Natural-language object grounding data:

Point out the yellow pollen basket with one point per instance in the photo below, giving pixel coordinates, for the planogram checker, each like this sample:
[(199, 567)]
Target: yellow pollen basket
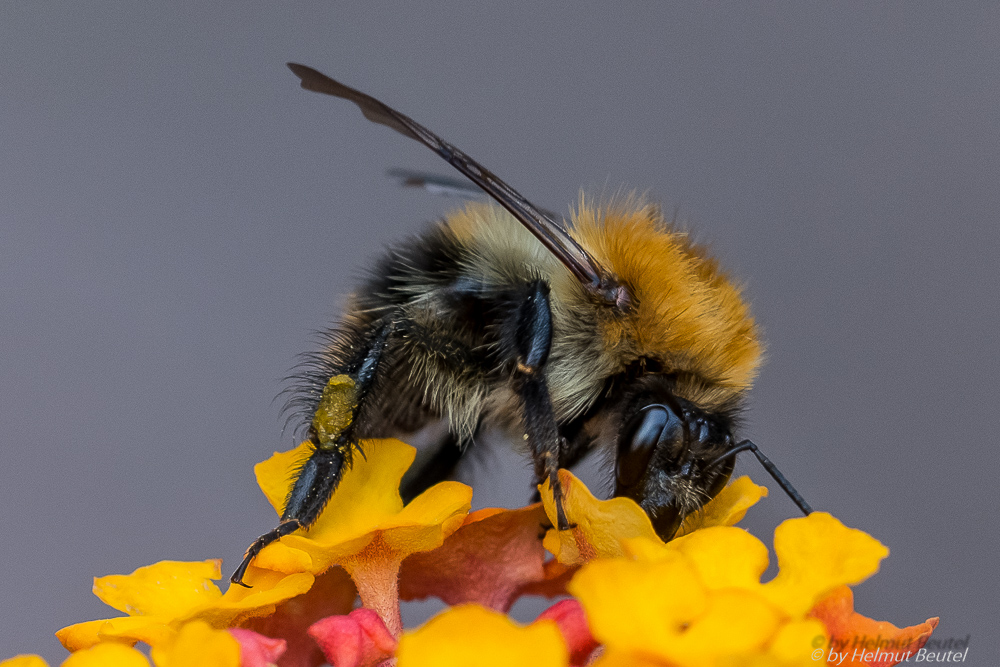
[(336, 408)]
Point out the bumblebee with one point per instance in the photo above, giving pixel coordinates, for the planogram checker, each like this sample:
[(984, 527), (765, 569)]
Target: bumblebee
[(616, 331)]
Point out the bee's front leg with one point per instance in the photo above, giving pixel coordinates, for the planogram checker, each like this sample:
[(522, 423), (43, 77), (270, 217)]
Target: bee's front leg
[(527, 338), (333, 437)]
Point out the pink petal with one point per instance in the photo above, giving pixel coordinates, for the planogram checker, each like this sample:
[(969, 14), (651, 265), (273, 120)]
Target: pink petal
[(572, 622), (489, 560), (359, 639), (256, 650)]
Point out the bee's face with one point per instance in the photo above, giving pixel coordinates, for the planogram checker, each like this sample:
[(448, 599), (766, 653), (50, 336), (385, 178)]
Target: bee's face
[(665, 446)]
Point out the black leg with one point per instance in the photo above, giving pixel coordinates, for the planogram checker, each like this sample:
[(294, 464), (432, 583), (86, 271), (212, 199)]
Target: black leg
[(530, 339), (333, 437)]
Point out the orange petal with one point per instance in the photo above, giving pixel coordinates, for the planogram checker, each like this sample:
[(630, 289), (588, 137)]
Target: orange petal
[(600, 526), (487, 561), (473, 636), (874, 643), (332, 593)]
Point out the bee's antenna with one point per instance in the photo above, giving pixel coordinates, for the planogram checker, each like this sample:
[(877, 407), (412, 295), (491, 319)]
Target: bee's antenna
[(786, 486)]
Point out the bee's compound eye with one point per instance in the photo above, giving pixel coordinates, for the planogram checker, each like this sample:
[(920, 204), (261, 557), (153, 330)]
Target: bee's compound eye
[(641, 436)]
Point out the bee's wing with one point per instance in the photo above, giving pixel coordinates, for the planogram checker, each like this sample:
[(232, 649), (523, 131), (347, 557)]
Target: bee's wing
[(591, 274), (436, 184), (444, 186)]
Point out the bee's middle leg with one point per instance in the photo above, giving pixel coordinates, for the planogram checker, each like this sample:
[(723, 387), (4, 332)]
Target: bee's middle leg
[(528, 336)]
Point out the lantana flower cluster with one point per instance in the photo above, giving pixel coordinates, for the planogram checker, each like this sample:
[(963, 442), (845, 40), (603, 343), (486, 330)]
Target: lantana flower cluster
[(331, 594)]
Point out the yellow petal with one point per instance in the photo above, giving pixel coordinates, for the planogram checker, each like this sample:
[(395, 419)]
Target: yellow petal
[(796, 642), (131, 629), (727, 508), (473, 636), (724, 556), (368, 494), (167, 588), (816, 554), (107, 655), (736, 622), (600, 526), (240, 604), (80, 635), (198, 645), (24, 660), (640, 605), (368, 502)]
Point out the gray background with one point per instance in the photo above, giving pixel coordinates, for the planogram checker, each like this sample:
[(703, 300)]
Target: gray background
[(176, 217)]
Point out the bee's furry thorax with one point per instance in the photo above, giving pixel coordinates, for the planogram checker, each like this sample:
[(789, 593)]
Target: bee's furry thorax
[(687, 318)]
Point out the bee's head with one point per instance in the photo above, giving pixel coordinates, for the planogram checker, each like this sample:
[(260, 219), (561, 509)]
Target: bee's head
[(665, 447)]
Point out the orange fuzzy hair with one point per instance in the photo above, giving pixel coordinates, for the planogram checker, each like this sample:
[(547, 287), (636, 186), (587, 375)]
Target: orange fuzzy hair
[(686, 313)]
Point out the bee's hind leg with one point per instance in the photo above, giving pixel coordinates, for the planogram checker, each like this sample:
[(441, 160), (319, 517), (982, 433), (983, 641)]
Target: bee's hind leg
[(527, 338), (333, 437)]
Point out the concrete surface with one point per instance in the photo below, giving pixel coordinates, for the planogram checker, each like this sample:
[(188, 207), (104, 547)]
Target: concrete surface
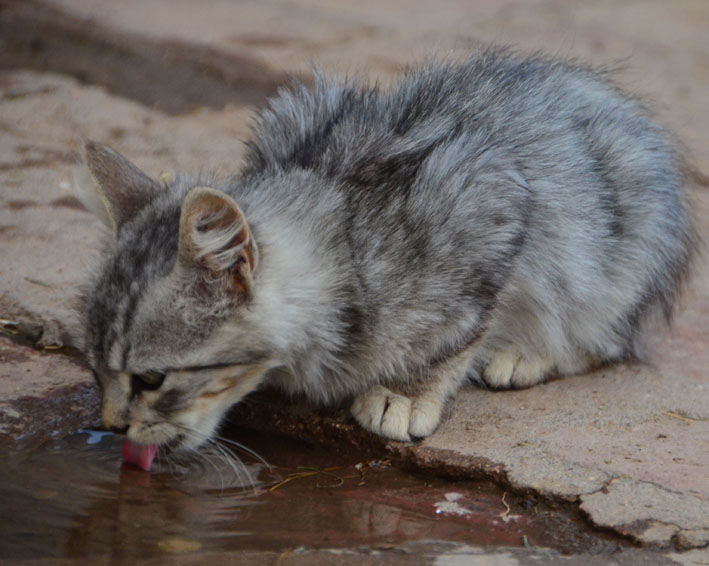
[(629, 444)]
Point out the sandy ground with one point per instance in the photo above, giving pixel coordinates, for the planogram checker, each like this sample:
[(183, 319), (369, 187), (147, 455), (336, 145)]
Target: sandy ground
[(629, 444)]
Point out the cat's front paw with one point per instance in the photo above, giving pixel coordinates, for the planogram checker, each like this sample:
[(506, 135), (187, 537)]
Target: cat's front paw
[(507, 369), (396, 416)]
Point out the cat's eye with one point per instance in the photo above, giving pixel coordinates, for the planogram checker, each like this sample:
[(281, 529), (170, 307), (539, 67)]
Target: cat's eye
[(147, 381)]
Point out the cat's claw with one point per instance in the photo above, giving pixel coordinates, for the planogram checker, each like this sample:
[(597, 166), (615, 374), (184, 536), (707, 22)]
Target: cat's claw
[(395, 416), (507, 369)]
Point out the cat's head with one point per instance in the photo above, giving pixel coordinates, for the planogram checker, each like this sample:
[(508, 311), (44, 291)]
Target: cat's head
[(166, 316)]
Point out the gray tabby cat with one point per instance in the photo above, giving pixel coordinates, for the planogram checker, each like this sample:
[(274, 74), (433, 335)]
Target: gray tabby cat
[(504, 218)]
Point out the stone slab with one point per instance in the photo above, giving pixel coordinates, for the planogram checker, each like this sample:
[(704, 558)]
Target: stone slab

Assigned task:
Return word for word the lines above from the line with "[(703, 300)]" to the line with "[(260, 219), (561, 509)]", including both and leaving out all others.

Response area:
[(703, 300)]
Target: gray background
[(176, 217)]
Point out the bee's furry thorax with one point per instance in the photo above, giving pixel coordinates, for the planogram checker, each like this sample:
[(789, 593)]
Target: bee's furry thorax
[(687, 318)]
Point out the bee's head with one point per instance in the photo above, giving pixel coordinates, for the planogram checker, each like this sample:
[(260, 219), (561, 509)]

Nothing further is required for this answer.